Exercise brief: Your reply should hold every record exactly as given, with no pictures in it.
"""
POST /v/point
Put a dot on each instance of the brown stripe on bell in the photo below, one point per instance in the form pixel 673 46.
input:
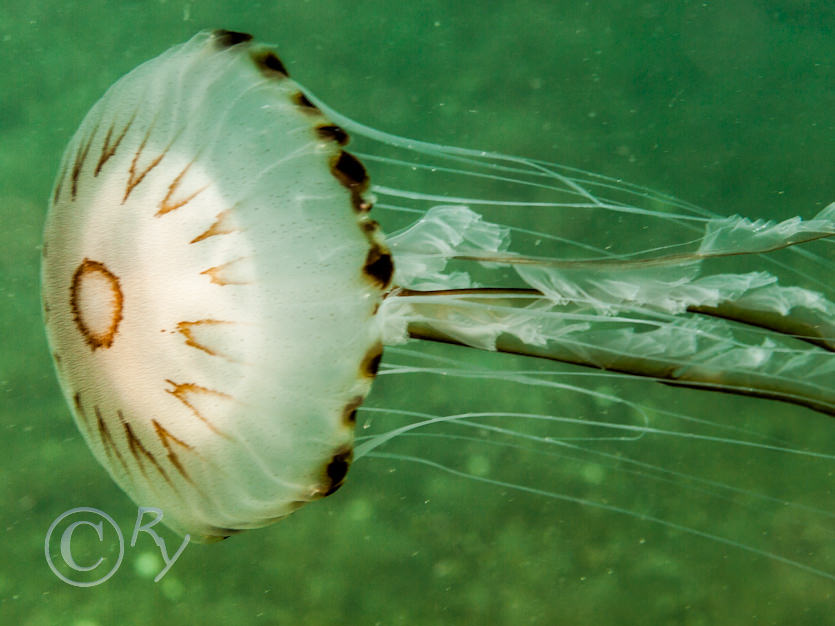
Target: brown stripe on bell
pixel 348 170
pixel 333 132
pixel 335 471
pixel 227 38
pixel 270 65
"""
Response to the task:
POST /v/point
Put a dot on each instance of the brown stripe on bell in the photo below, one point per instance in the form pixel 673 46.
input:
Target: brown stripe on bell
pixel 348 170
pixel 333 132
pixel 335 471
pixel 227 38
pixel 270 65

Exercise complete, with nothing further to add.